* **Reading passage**:

* BEGIN *

The impulse to learn has carried over to his adult life: Russell said he skimmed through 1,000 articles or papers a day. « I’ve always had a lot of curiosity, wanting to understand the ways of how things work, asking way too many questions, just being an information sponge, » Russell said. « I had that bug to always want to build and create early on. »
I had that bug to always want to build and create early on.
He said his parents would joke: « You just go do your black magic in the lab; we’ll slip food under the door. »
Rather than « doing the day-to-day stuff » of high school, Russell said he spent more time in his garage lab and working as an independent researcher at the Beckman Laser Institute of the University of California, Irvine.
After high school, he went off to study physics at Stanford but dropped out six months later to continue his work on Luminar after receiving the prestigious Thiel Fellowship, the startup accelerator created by the Silicon Valley entrepreneur and venture capitalist Peter Thiel that pays students $100,000 to drop out of school and build a startup for two years.
Russell said he always knew academia wasn’t for him.

* END *

* **Stored records**:
* BEGIN *

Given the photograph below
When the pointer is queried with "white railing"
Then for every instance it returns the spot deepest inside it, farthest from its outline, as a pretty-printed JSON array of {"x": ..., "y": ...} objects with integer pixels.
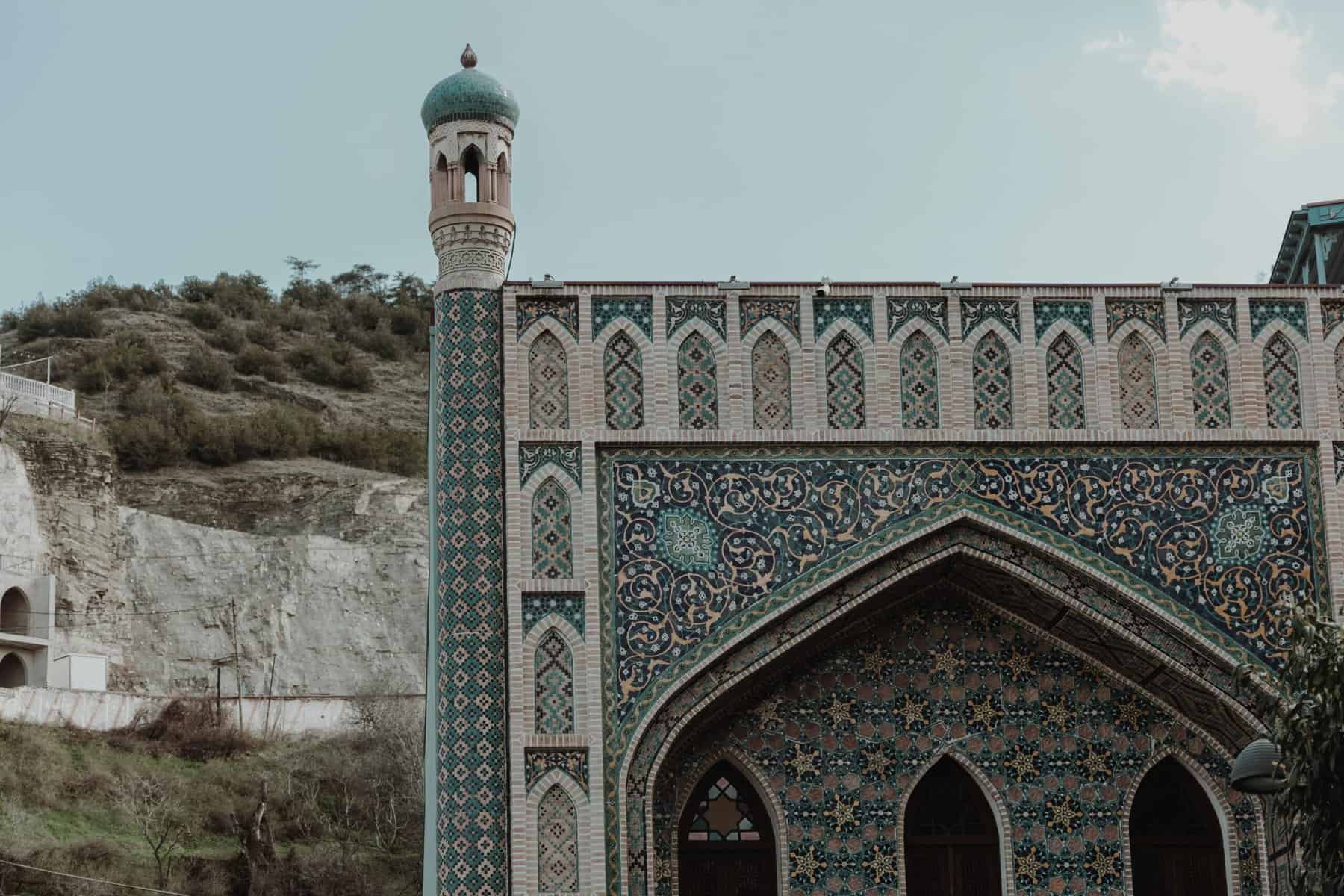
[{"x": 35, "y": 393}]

* END *
* BEGIN *

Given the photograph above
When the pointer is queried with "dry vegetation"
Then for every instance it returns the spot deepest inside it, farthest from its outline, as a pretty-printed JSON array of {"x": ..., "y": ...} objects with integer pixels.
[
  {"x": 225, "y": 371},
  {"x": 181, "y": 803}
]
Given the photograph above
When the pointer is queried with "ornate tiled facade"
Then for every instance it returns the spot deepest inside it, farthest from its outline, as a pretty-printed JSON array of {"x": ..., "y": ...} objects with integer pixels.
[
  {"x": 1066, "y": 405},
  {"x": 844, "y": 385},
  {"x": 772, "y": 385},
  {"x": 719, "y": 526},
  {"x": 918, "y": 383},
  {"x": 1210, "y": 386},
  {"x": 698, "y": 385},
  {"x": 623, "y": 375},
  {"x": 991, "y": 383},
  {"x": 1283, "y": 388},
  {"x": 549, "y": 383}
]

* END *

* **To be done**: Repeat word for word everything in the passage about Russell from "After high school, he" down to "wasn’t for him.".

* **The result**:
After high school, he went off to study physics at Stanford but dropped out six months later to continue his work on Luminar after receiving the prestigious Thiel Fellowship, the startup accelerator created by the Silicon Valley entrepreneur and venture capitalist Peter Thiel that pays students $100,000 to drop out of school and build a startup for two years.
Russell said he always knew academia wasn’t for him.